* **Jobs**:
a – In the forum thread on converting eReader books, what must be installed on the machine for xpml2xhtml.py to work?
b – Extend the forum thread on converting eReader books, picking up right after its last line.

* **Passage shown**:
↓

Converting eReader books - Page 5

pdurrant · 12-04-2009, 12:54 PM

I'm not Jim, but yes please do post your xpml2xhtml code. Thank you.

Quote:

Originally Posted by KevinH

If you want it I will happily post it for you (since it has no DRM removal code ii it at all).

KevinH · 12-04-2009, 01:01 PM

Hi,

Sure thing. When I get off work tonight I will post it on pastebin (I don't have access to a webserver of my own to post it directly) and then post the link to it here.

I should probably figure out how to post things to the webspace my ISP provides but I have never bothered.

Take care,

Kevin

KevinH · 12-04-2009, 03:21 PM

Hi,

I finished my grading early (final exams are as a big a pain for profs as they are for students) so I went ahead and posted the new version of xpml2xhtml.py to pastebin.de. This code is completely anti-drm free and so is okay to post, e-mail people and share. It requires HTML Tidy command line executable to be installed on the machine. This is installed already under Mac OSX (at least on my machine) and will build out of the box on Mac OSX and Linux and pre-built binaries for Windows are available from: http://int64.org/projects/tidy-binaries

Just make sure tidy is in the path someplace (I have never tried tidy on windows so feedback welcome).

The link is to xpml2xhtml.py is:

http://pastebin.de/3445

It includes a command line optional switch --sigil-breaks that will automatically insert sigil Chapter Breaks which makes it easy to use Sigil to go from the output to a finished epub in much less time (if sigil would only read in the meta info in the header I would be so happy!).

I use it as follows (on my Mac or under Linux)

python xpml2xhtml.py --sigil-breaks input.pml output.html

And to just make things clear, the format for footnotes in the input pml file is the xml one not the one of the original ereader2html one. The snippets of code to which create this format in the pml file are at:

http://pastebin.de/3444

for those who are interested.

Hope this helps,

Please let me know if you run into problems or troublesome files that won't convert. I am always looking for test documents that hit corner cases.

Take care,

KevinH

macr0t0r · 12-05-2009, 01:51 AM

I have a final to prep for, so it'll be a week before I can play with it. I originally tried ereader2html, but I left screaming in horror at the html it produced. I'll give yours a try. There may be some valuable tidbits that could be pushed into Calibre. Thanks!
- Jim

user_none · 12-05-2009, 07:09 AM

Quote:

Originally Posted by macr0t0r

There may be some valuable tidbits that could be pushed into Calibre.

↑

* **Records supplied**:
↓

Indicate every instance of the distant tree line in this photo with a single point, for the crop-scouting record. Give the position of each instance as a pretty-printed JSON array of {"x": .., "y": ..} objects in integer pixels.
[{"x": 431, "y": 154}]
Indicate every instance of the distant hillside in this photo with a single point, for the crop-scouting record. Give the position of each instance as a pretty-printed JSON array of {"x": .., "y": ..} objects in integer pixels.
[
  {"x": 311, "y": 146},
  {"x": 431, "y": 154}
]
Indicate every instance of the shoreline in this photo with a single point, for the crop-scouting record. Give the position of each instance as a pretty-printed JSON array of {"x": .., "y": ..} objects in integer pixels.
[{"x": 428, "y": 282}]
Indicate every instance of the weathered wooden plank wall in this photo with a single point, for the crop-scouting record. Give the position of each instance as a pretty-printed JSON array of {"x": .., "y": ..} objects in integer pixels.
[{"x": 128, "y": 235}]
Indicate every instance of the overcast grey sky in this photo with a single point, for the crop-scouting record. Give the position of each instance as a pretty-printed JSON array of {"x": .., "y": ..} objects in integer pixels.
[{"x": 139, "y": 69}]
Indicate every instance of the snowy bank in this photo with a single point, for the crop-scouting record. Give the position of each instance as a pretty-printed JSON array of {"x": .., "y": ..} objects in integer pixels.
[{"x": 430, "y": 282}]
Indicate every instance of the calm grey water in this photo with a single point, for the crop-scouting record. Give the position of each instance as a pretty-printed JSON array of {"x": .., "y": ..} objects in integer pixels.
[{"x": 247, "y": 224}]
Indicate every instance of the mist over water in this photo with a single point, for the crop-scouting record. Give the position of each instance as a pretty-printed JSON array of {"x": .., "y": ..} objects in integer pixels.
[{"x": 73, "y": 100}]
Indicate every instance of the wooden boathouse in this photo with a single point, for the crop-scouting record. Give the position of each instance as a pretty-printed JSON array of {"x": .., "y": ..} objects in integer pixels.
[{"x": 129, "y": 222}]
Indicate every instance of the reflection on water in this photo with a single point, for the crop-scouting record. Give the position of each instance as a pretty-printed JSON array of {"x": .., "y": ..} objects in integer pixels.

↑

* **Task-by-task outputs**:
a – The HTML Tidy command line executable.

b –
Kevin and I spoke to each other about his parser and the new calibre one while both were being developed last week. Other than general considerations like how to handle certain cases (some from calibre's went into xpml2xhtml and some from xpml2xhtml went into calibre's) the design of each are very different making it difficult to import actual code.

KevinH · 12-05-2009, 12:21 PM

Hi,

Yes, xpml2xhtml.py is in no way only my work. I have literally exchanged ideas and code with "user_none" and borrowed ideas from "WayneD's" perl pml2html.pl conversion program, took ideas and code posted on the Dark Blog by others, and of course started with the original code posted on the Dark blog.

I just now borrowed the idea of cleaning up chars. I hated to touch the pml file produced since that is the original. But I now have added the following to my latest version of xpml2xhtml.pl that literally cleans up the last issue I was having that forced me to use tidy (handling those special win1252 chars)

Based on Jim and user_none comments above, I have added:

def cleanupHighChars(src):
# convert special win152 chars 0x80 - 0xa0 to be properly handled later
src = re.sub('[\x80-\xa0]', lambda x: '\\a%03d' % ord(x.group()), src)
src = re.sub('[^\x00-\xff]', lambda x: '\\U%04x' % ord(x.group()), src)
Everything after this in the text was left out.